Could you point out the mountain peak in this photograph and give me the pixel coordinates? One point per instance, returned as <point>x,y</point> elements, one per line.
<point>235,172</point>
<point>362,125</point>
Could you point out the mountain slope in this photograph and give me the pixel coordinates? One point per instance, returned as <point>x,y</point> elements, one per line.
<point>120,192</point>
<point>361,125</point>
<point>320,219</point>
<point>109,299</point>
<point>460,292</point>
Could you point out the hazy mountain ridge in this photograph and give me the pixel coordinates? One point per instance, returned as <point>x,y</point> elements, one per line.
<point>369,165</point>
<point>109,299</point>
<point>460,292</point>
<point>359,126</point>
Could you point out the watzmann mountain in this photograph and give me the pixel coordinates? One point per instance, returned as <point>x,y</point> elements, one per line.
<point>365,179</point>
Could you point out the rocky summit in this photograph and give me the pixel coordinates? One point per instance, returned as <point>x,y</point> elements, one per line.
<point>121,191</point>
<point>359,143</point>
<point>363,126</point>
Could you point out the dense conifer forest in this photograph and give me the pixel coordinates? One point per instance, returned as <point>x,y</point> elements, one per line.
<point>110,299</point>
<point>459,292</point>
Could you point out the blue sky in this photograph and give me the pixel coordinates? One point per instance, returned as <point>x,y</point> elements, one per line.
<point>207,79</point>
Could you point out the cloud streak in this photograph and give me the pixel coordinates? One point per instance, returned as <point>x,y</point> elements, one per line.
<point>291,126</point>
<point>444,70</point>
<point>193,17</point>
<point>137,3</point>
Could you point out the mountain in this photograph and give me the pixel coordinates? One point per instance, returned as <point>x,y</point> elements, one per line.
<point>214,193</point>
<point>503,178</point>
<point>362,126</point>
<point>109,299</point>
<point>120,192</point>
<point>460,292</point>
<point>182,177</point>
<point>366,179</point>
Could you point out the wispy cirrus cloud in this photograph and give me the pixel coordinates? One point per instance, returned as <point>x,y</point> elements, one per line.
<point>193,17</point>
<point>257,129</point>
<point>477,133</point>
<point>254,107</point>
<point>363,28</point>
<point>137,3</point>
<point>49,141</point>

________

# Problem
Rewrite the stretch of the listing from the line containing "Could you point out the dense" through the line containing "<point>366,179</point>", keeping each request unchanged. Raise every x and y coordinate in the answers by 3.

# Correct result
Could you point out the dense conifer forest in this photograph and give me the pixel coordinates? One point per instance, returned as <point>x,y</point> elements, one per line.
<point>113,302</point>
<point>462,295</point>
Could you point out the blue sky in this photograph and give me the pixel coordinates? One point per instance, returned as <point>x,y</point> elements, one per line.
<point>210,82</point>
Could you point out the cloud streak in this photograph and give me the pixel coordinates? One point per instance, returned as <point>x,y</point> elements, one per line.
<point>294,129</point>
<point>447,73</point>
<point>196,20</point>
<point>140,6</point>
Could you point out the mountain in this photograph and give me the pixel coordinates? One point per instance, returned as <point>x,y</point> elements, one per line.
<point>217,196</point>
<point>506,181</point>
<point>365,129</point>
<point>112,302</point>
<point>123,195</point>
<point>463,295</point>
<point>185,180</point>
<point>369,182</point>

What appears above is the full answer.